[Object location annotation data]
>> BEGIN

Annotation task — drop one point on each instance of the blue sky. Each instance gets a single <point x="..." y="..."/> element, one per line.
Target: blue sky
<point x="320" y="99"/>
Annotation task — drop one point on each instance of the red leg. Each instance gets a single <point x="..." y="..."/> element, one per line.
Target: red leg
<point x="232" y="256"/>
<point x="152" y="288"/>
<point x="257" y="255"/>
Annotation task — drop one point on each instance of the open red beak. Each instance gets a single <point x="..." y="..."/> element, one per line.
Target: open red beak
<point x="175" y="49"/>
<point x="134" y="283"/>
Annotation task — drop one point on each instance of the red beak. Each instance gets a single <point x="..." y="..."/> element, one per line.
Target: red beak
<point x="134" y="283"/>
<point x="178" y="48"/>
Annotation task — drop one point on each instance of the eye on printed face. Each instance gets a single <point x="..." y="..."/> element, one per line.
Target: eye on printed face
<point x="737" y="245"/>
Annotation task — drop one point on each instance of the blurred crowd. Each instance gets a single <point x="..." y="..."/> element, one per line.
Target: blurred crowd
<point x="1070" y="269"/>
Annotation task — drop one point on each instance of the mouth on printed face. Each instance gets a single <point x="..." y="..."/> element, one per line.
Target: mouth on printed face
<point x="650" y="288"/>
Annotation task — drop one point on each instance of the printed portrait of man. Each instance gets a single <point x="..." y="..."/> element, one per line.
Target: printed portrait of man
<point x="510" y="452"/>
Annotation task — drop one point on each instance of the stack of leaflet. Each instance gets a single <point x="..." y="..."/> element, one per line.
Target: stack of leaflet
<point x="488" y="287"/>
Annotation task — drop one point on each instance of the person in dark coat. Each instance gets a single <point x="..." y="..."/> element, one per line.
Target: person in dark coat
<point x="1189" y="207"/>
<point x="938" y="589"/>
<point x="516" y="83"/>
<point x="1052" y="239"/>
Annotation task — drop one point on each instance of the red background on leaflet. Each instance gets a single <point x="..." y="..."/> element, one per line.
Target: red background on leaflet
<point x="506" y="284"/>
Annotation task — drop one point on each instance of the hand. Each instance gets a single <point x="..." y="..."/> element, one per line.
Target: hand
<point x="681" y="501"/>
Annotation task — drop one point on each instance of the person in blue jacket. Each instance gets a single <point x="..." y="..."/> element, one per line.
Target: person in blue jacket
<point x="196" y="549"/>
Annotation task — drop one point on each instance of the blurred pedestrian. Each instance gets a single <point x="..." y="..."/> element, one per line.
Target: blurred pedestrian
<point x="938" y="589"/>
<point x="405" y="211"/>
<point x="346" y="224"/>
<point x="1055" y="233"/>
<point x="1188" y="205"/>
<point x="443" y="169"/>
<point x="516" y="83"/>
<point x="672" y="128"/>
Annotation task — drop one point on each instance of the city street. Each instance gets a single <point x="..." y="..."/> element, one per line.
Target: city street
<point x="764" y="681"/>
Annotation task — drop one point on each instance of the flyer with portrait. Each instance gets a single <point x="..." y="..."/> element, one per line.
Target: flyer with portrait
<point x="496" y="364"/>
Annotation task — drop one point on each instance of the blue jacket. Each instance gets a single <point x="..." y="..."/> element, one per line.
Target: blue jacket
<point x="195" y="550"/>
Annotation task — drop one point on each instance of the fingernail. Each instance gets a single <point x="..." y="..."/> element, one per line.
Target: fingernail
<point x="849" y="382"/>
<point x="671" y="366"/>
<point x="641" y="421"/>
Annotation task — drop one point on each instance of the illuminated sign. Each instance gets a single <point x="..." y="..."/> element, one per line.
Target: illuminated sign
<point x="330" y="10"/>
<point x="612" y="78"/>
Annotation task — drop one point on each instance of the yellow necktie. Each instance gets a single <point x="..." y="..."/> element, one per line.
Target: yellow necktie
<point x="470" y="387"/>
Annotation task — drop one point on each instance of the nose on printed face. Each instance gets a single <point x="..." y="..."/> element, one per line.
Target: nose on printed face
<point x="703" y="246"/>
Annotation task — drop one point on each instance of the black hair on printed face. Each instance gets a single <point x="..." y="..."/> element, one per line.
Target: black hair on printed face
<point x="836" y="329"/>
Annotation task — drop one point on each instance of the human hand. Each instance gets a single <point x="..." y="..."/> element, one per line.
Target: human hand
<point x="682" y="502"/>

>> END

Given problem
Copy out the whole listing exactly as written.

Exercise answer
Annotation task — drop one point on each instance of the blue sky. Each instance gets a single <point x="..." y="..."/> element, one per line.
Target: blue sky
<point x="320" y="99"/>
Annotation task — drop one point on each instance of the red leg. Each instance gets a single <point x="..." y="..."/> element, one per line.
Target: red leg
<point x="232" y="256"/>
<point x="152" y="288"/>
<point x="257" y="255"/>
Annotation task — drop one point on each instance of the open red beak. Each instance gets a single <point x="..." y="..."/> element, one per line.
Target: open red beak
<point x="175" y="49"/>
<point x="134" y="283"/>
Annotation task — drop one point on each instance of the red beak. Each instance gets a single <point x="..." y="..."/> element, one per line.
Target: red beak
<point x="134" y="283"/>
<point x="178" y="48"/>
Annotation task — drop one point on each instance of the eye on printed face. Each instance gets a single <point x="..." y="..."/> element, one per line.
Target: eye on printed face
<point x="737" y="245"/>
Annotation task — drop one point on each instance of the blurred crowd. Each instance gets a single <point x="..." y="..."/> element, one per line.
Target: blurred crowd
<point x="1070" y="269"/>
Annotation task — drop one point on each instance of the mouth on printed face. Each instance gets a single <point x="..." y="..."/> element, one per line.
Target: mouth on printed face
<point x="650" y="288"/>
Annotation task — drop one point on each instance of the printed portrait of man. Each instance gets a single <point x="..." y="..."/> element, one per line.
Target: printed portrait of man
<point x="510" y="452"/>
Annotation task — drop one point on each instance of the stack of leaflet. Each instance gets a single <point x="..." y="..."/> element, one per line.
Target: stack of leaflet
<point x="488" y="287"/>
Annotation task — drop one point on each instance of the person in dark coat. Each instance gets a single <point x="..." y="..."/> element, one per line.
Target: person in dark coat
<point x="1189" y="207"/>
<point x="938" y="589"/>
<point x="516" y="83"/>
<point x="1052" y="239"/>
Annotation task — drop one point on each instance of the red background on leaflet. Each instance gets a single <point x="..." y="..."/> element, one per line.
Target: red background on leaflet
<point x="506" y="284"/>
Annotation task — drop one point on each instance of the hand. Each instance gets a single <point x="..." y="..."/> element, one per line.
Target: hand
<point x="681" y="501"/>
Annotation task — drop one point on each instance of the person in blue jacket. Each instance gets a single <point x="..." y="..."/> element, one per line.
Target: person in blue jacket
<point x="196" y="549"/>
Annotation task — drop one point on each instance of the blurred pedestrian. Each instance gets a single <point x="..." y="..."/> element, one per line.
Target: blurred pedestrian
<point x="938" y="589"/>
<point x="405" y="211"/>
<point x="346" y="224"/>
<point x="1055" y="233"/>
<point x="1188" y="205"/>
<point x="443" y="169"/>
<point x="516" y="83"/>
<point x="672" y="128"/>
Annotation task — drop one point on each instance of the city street. Each instance gets a single <point x="..." y="..."/> element, one per line.
Target: city street
<point x="764" y="681"/>
Annotation task — drop one point on each instance of the flyer with portrait. Each instance gets a single <point x="..." y="..."/> element, one per line.
Target: flyer with portrait
<point x="496" y="364"/>
Annotation task — drop one point on each instance of the blue jacket. Each instance gets a single <point x="..." y="..."/> element, one per line.
Target: blue jacket
<point x="195" y="550"/>
Annotation task — drop one point on each instance of the fingernail. Each instance gets a single <point x="..." y="..."/> element, one per line.
Target: fingernail
<point x="849" y="382"/>
<point x="671" y="366"/>
<point x="641" y="421"/>
Annotation task — drop one point on each instance of the illuminated sign. Each instance gets a single <point x="..." y="..."/> element, one per line.
Target: illuminated sign
<point x="330" y="10"/>
<point x="612" y="78"/>
Annotation task — drop one point on each instance of the yellow necktie. Each instance gets a single <point x="..." y="..."/> element, one per line.
Target: yellow necktie
<point x="470" y="387"/>
Annotation task — drop one point on each instance of the nose on printed face. Each instance gets a single <point x="..." y="..."/> element, one per line.
Target: nose on printed face
<point x="703" y="246"/>
Annotation task — drop one point on each instance of the black hair on printed face. Each instance gets a single <point x="..." y="..."/> element, one per line.
Target: black hair on printed face
<point x="836" y="329"/>
Annotation task — drop one point on each instance of the human hand. Each instance gets a single <point x="..." y="..."/> element, one per line.
Target: human hand
<point x="682" y="502"/>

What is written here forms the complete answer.